Porto Alegre, 04 (AE) - O porta-voz da Presidência da República, embaixador Sérgio Amaral, reafirmou hoje que a União "não tem condições" de reabrir as negociações das dívidas dos Estados, sem que "todo o esforço fiscal vá pelo ralo". Segundo ele, o governo federal concedeu um "subsídio" de R$ 20 bilhões aos Estados, quando absorveu R$ 82 bilhões, em valores atualizados, de débitos estaduais e o não-pagamento desses compromissos traria um prejuízo superior a todo o benefício obtido com aumento da Contribuição Provisória sobre Movimentação Financeira (CPMF), da Cofins e da contribuição dos inativos nos próximos três anos.
Amaral afirmou, porém, que o governo federal está "pronto para o diálogo", mas adiantou que uma "conversa concreta" deverá ser "separada e técnica" com cada governador.

■ Exercícios propostos:
- 1) Segundo a notícia sobre as dívidas dos Estados, qual foi o valor do subsídio que o governo federal concedeu aos Estados?
- 2) Dê continuidade à notícia sobre as dívidas dos Estados, começando logo após a última frase apresentada.

[Registros armazenados]
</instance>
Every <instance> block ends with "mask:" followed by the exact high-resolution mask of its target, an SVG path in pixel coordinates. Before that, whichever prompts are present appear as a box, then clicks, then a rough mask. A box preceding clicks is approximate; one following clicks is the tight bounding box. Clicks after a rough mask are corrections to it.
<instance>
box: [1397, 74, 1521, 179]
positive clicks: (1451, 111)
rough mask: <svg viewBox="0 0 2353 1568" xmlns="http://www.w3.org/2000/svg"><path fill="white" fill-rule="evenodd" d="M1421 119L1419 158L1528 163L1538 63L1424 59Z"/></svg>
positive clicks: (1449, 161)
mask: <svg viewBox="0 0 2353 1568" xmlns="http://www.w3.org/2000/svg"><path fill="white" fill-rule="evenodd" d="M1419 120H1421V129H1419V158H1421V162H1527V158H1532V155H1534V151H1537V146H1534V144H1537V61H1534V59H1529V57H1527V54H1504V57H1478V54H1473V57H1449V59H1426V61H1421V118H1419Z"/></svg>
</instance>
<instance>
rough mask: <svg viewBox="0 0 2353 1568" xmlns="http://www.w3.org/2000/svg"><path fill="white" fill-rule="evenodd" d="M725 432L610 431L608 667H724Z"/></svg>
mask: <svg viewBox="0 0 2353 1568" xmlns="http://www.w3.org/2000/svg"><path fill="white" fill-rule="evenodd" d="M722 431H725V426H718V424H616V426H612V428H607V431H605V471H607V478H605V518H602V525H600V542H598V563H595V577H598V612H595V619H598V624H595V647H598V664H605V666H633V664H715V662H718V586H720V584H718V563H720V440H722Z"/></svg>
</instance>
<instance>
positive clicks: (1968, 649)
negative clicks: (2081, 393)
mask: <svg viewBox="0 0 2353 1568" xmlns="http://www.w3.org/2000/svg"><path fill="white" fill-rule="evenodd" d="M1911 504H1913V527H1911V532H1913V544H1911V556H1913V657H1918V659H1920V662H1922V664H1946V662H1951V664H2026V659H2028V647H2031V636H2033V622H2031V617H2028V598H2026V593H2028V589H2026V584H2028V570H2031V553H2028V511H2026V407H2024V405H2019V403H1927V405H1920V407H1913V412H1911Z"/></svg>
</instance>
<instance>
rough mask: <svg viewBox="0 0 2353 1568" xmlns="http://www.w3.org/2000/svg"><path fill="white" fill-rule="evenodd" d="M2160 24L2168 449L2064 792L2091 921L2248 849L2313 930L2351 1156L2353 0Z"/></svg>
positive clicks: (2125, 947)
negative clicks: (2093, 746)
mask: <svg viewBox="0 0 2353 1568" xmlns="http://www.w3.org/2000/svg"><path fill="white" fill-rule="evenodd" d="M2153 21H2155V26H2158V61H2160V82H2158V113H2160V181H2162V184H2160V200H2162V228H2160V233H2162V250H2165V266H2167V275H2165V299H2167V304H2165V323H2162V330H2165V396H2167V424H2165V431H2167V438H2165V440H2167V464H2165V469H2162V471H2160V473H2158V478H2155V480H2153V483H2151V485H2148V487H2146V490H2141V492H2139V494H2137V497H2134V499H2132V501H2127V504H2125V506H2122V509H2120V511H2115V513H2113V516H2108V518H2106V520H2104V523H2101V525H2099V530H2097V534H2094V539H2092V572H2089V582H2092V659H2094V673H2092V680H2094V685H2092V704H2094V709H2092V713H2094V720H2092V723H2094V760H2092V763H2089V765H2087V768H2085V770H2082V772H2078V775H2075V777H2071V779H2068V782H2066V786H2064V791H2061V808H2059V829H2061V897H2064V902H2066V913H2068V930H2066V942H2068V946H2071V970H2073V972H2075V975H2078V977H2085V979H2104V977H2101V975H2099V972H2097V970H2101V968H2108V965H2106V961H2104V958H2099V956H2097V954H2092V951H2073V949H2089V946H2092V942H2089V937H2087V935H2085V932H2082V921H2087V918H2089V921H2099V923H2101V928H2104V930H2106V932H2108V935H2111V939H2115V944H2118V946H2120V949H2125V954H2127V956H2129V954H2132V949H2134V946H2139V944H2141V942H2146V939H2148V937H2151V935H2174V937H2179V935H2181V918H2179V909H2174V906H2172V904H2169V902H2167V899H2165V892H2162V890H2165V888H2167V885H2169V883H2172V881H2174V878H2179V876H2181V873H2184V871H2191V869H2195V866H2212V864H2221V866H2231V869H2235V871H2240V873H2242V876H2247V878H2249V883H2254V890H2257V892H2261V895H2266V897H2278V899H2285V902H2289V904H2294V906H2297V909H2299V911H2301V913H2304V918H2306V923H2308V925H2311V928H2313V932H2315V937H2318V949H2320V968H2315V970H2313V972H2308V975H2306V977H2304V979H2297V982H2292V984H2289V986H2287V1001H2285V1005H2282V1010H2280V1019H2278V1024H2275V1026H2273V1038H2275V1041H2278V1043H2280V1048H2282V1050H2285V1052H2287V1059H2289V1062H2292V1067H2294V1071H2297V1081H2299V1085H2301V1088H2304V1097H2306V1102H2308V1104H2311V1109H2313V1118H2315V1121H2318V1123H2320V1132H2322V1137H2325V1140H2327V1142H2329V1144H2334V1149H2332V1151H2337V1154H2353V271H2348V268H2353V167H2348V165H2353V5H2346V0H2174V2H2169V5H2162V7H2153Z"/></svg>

■ Resultados das tarefas:
- 1) R$ 20 bilhões.

- 2)
"A situação de cada Estado é diferente; o que é bom para um pode não ser bom para outro", ressaltou. Para o porta-voz, que falou em almoço da Federação das Indústrias do Estado do Rio Grande do Sul (Fiergs), com a economia "baseada na confiança", os Estados que não honrarem os contratos serão os maiores prejudicados porque perderão investimentos.
O embaixador negou que a comunicação do Ministério da Fazenda aos bancos internacionais sobre a "inadimplência" do Rio Grande do Sul e Minas Gerais tenha sido uma "retaliação" da União.
"O governo quer ajudar", reiterou. O porta-voz garantiu que o governo federal irá "ver todos os espaços possíveis" para chegar a um entendimento com os governadores.
Ele citou a possibilidade de revisão da Lei Kandir e de antecipação de receitas de privatização como algumas das alternativas. Da Fiergs, Amaral foi ao Palácio Piratini para uma audiência com o governador Olívio Dutra (PT).